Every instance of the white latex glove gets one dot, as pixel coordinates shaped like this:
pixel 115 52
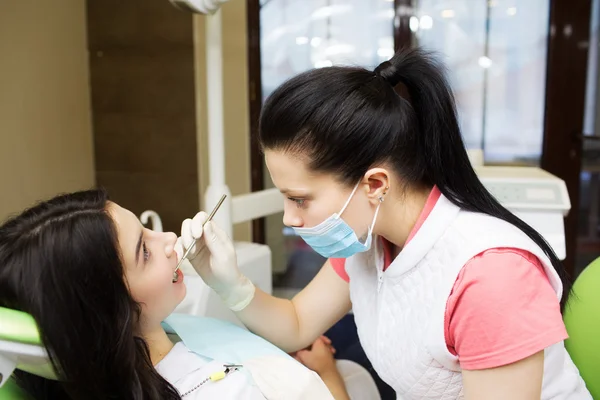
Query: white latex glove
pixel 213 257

...

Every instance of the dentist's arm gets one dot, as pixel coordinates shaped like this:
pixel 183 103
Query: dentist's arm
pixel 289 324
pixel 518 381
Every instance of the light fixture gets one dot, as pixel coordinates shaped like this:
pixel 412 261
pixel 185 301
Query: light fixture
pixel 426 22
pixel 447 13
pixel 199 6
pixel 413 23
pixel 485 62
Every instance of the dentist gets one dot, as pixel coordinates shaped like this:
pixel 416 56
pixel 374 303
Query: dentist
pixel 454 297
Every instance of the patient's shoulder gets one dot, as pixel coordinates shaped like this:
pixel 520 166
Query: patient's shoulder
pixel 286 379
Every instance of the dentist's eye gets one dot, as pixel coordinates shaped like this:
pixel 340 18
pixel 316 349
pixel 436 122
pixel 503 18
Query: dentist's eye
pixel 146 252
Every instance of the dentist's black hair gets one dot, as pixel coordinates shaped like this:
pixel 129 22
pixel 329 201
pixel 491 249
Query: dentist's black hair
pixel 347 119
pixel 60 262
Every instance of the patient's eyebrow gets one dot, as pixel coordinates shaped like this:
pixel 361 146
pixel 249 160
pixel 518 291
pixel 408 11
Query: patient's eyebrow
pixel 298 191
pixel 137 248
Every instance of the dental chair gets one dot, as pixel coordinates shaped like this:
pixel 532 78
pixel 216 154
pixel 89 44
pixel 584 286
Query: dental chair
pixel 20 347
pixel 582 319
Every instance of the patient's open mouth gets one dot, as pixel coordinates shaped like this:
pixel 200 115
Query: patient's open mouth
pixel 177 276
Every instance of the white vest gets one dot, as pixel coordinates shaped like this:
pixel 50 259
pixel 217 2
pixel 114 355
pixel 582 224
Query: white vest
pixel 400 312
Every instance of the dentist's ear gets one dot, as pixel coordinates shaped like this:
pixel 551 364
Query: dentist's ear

...

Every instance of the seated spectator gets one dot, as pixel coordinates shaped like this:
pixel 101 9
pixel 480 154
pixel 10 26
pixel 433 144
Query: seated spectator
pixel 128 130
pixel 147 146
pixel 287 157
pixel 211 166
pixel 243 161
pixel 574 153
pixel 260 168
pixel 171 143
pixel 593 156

Your task: Recast everything from the line containing "Every instance of the white latex" down to the line containing "pixel 213 257", both included, as a JSON list of strings with one string per line and blank lines skipped. Leave the pictures out of the list.

Exercise solution:
[
  "Every instance of the white latex glove gets one dot, as pixel coordinates shaped like this:",
  "pixel 115 52",
  "Query: white latex glove",
  "pixel 213 257"
]